[Items from a dataset]
◇ ◇ ◇ ◇

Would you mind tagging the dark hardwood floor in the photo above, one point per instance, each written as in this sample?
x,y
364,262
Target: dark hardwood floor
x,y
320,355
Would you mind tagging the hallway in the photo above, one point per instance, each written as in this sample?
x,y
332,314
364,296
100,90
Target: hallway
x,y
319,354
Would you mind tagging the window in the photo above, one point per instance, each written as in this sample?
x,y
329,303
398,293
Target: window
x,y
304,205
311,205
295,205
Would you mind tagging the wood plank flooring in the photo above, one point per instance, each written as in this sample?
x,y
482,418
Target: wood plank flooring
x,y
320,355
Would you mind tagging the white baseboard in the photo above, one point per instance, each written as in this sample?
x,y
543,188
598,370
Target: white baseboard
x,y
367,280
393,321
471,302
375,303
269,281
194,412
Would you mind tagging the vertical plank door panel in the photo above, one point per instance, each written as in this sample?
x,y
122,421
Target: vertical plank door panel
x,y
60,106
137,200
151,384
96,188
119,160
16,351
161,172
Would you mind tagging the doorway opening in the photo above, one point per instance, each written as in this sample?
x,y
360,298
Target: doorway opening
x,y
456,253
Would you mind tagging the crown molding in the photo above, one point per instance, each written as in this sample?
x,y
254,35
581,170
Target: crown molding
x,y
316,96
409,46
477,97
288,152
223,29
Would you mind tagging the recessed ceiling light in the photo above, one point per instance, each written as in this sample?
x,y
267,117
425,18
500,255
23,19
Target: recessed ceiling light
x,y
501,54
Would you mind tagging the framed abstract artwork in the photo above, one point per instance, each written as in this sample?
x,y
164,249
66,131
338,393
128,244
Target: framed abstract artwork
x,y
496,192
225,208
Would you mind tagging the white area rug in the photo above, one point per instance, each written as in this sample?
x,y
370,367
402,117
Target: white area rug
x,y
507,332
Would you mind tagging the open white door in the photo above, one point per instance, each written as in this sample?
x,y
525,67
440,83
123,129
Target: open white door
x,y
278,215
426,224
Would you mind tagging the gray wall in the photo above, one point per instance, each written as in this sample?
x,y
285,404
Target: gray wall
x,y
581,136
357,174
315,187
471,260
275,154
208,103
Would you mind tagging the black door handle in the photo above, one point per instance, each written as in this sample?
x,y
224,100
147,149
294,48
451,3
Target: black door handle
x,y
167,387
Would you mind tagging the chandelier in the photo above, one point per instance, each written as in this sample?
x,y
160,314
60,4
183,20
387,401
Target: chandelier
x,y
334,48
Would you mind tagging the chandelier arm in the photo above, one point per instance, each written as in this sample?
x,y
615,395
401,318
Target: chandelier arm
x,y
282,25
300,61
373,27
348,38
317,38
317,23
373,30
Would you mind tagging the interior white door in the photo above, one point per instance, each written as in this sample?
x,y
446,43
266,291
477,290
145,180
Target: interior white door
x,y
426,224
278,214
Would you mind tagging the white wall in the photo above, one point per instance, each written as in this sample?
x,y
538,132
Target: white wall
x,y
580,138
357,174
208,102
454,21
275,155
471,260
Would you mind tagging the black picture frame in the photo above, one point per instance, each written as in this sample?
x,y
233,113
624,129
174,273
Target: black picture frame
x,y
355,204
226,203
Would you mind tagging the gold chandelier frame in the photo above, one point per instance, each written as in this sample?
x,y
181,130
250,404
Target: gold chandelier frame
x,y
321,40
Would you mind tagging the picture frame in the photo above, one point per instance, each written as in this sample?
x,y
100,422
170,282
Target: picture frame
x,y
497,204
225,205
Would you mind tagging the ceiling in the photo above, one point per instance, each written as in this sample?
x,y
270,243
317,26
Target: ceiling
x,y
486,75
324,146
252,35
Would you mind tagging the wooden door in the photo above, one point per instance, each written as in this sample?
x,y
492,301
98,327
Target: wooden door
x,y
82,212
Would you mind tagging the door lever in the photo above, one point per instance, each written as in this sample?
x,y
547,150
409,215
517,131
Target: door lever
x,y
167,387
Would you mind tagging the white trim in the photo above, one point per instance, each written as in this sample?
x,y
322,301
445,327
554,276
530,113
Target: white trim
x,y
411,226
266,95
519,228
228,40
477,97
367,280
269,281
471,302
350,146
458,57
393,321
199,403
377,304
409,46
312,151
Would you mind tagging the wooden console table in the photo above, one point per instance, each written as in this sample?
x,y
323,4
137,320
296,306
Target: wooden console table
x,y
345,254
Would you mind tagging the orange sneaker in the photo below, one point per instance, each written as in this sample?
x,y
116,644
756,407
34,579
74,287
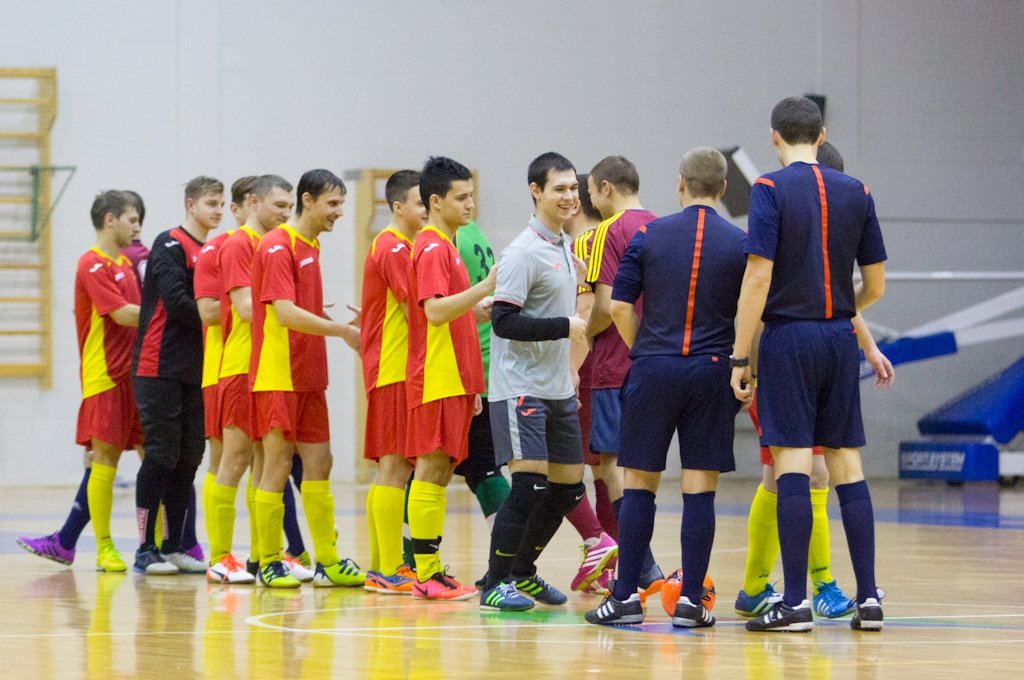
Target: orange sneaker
x,y
442,587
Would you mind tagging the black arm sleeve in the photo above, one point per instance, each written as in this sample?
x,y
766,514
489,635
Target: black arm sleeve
x,y
508,322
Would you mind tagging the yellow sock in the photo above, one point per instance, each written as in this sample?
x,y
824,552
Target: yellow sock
x,y
375,554
254,553
762,541
425,517
318,506
208,481
388,511
221,519
819,553
100,494
269,524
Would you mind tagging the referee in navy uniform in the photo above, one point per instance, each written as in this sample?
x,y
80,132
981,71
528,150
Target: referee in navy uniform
x,y
808,226
688,268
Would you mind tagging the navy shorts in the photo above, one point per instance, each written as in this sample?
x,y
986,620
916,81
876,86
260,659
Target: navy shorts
x,y
605,416
532,429
685,394
809,385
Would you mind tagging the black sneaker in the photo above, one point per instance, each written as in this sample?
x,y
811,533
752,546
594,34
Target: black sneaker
x,y
691,615
867,617
784,619
612,612
536,587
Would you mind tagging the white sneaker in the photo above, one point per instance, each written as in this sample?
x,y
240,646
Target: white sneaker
x,y
297,568
228,569
185,562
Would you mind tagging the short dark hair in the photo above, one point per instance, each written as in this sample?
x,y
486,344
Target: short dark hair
x,y
113,202
544,164
139,204
315,182
617,171
437,174
397,185
829,157
704,169
798,120
242,187
200,186
262,185
586,206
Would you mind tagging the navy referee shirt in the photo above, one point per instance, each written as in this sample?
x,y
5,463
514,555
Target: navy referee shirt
x,y
688,268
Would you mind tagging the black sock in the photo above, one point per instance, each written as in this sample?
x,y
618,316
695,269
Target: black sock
x,y
510,523
543,524
148,491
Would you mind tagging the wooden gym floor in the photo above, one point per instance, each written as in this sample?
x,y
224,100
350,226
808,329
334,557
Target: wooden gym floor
x,y
950,560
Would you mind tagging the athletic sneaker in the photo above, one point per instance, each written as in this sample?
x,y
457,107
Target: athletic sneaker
x,y
228,569
868,615
783,619
108,559
598,554
651,582
612,611
275,575
297,568
600,585
346,574
150,561
830,601
441,587
536,587
48,547
396,585
185,562
755,605
504,597
688,614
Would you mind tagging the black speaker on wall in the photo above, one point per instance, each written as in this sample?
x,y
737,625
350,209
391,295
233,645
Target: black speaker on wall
x,y
820,100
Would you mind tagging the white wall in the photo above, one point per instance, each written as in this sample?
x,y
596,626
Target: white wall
x,y
924,100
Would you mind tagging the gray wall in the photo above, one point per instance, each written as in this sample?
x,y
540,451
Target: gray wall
x,y
924,100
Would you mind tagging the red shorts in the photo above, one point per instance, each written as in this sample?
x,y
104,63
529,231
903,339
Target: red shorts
x,y
766,457
235,402
110,417
386,414
589,457
211,415
443,425
300,416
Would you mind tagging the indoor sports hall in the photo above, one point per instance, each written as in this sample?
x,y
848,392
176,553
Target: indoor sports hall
x,y
922,97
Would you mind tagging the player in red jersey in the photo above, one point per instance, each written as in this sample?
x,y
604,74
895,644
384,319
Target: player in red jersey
x,y
288,375
444,374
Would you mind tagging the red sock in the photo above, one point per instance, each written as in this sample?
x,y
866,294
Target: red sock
x,y
604,512
584,519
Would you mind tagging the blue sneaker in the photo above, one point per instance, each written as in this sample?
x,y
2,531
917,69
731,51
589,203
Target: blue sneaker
x,y
504,597
755,605
830,602
537,588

◇ ◇ ◇ ◇

| WHAT TO DO |
Reproduce every line from the one containing "Would you mind tagging the indoor" through the end of the records, offsetting by 147 each coordinate in the points listed after every "Target:" line and leaving all other lines unchanged.

| TASK RESULT |
Would you mind tagging the indoor sports hall in the photo above, one point per instance, each written as in this sample?
x,y
848,392
176,553
Target: indoor sports hall
x,y
1069,244
Would you mind tagging the player in red jersey in the photo above, one point per instance, each written as in this sample?
x,y
604,74
895,644
384,319
Target: player in red jersey
x,y
435,522
591,521
Would you mind tagging the red sock in the photo above, one point per instance, each written as in this sample?
x,y
866,294
Target: red sock
x,y
751,659
731,666
Would you mind tagging the blue sneaker in the photo above, one point per instance, each written as in this sample?
x,y
2,531
917,69
731,51
589,203
Target: blue sneaker
x,y
651,744
902,752
977,749
684,735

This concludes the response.